■ COMPLETE THE FOLLOWING:
• A. Answer these three questions using the forum thread on box building:
(i) According to the first post, what should the reader buy for their grandma before buying another sub?
(ii) What glue does Sporty recommend for bonding the panels?
(iii) What kind of fiberglass does Sporty suggest instead of the kind hearse already has?
• B. Continue the forum thread on box building, starting right after the final line of hearse's reply.

■ TEXT PASSAGE:
⟨
Dude, buy your grandma a new sofa before you buy another sub. :biggrin:


----------



## Sporty (Jan 26, 2006)

thats not a picture of him... read the post


----------



## hearse (Oct 20, 2005)

im gonna be leavin in about a hour or so to start pickin shit up. 

how many sheets of mdf im lookin at? 
do i not need silicone or caulk since im fiberglassin the inside. how think of rods and how many. also can i use the fiberglass that looks liek a bunch of white hair? i have a like 3 bags of that chillin here.
i need this type of info


----------



## Sporty (Jan 26, 2006)

> _Originally posted by hearse_@Jul 26 2007, 11:42 AM~8395726
> *im gonna be leavin in about a hour or so to start pickin shit up.
> 
> how many sheets of mdf im lookin at?
> ...


liquid nails wood glue and 1.5 - 2" screws (or if you have a nail gun, use that) to bond the panels...

your lookin at an easy 3 sheets of MDF. 1/2" and 3/4" diameter rods are good enough, i'm guessin 3. (one to go from top panel to bottom panel, side panel to side panel, and front panel to back)

i suggest matted fiberglass, that shit your talkin about is going to be messy... you want the inner walls to be as smooth as possible to reduce turbulance and port noise and what you have will cause you to have to do A LOT of sanding to get the walls smooths again.


----------



## hearse (Oct 20, 2005)

> _Originally posted by Sporty_@Jul 26 2007, 11:51 AM~8395807
> *liquid nails wood glue and 1.5 - 2" screws (or if you have a nail gun, use that) to bond the panels...
⟩
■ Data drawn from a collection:
⟨
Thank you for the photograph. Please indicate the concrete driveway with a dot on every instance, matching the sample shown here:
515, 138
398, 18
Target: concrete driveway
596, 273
⟩
■ RESPONSES:
• A.
(i) A new sofa.
(ii) Liquid nails wood glue.
(iii) Matted fiberglass.

• B.
> 
> your lookin at an easy 3 sheets of MDF. 1/2" and 3/4" diameter rods are good enough, i'm guessin 3. (one to go from top panel to bottom panel, side panel to side panel, and front panel to back)
> ...


so 3/4 mdf right?

with the rods how am i suppose to do them and make them not look like shit? and ur talkin about the fiberglass cloth that looks like a sheet and weaved?


----------



## 1ofaknd (May 31, 2003)

> _Originally posted by hearse_@Jul 26 2007, 11:59 AM~8395886
> *so 3/4 mdf right?
> 
> with the rods how am i suppose to do them and make them not look like shit? and ur talkin about the fiberglass cloth that looks like a sheet and weaved?
> *


countersink them and then cover it all with trim panels


----------



## Sporty (Jan 26, 2006)

> _Originally posted by hearse_@Jul 26 2007, 11:59 AM~8395886
> *so 3/4 mdf right?
> 
> with the rods how am i suppose to do them and make them not look like shit? and ur talkin about the fiberglass cloth that looks like a sheet and weaved?
> *



nah, im talkin about the shit that you can tear apart with your hands, but when you buy it, its pretty much a sheet of fiberglass... i think, to be specific/ they call it chopped mat.

but not that shit thats perfectly braided


----------



## hearse (Oct 20, 2005)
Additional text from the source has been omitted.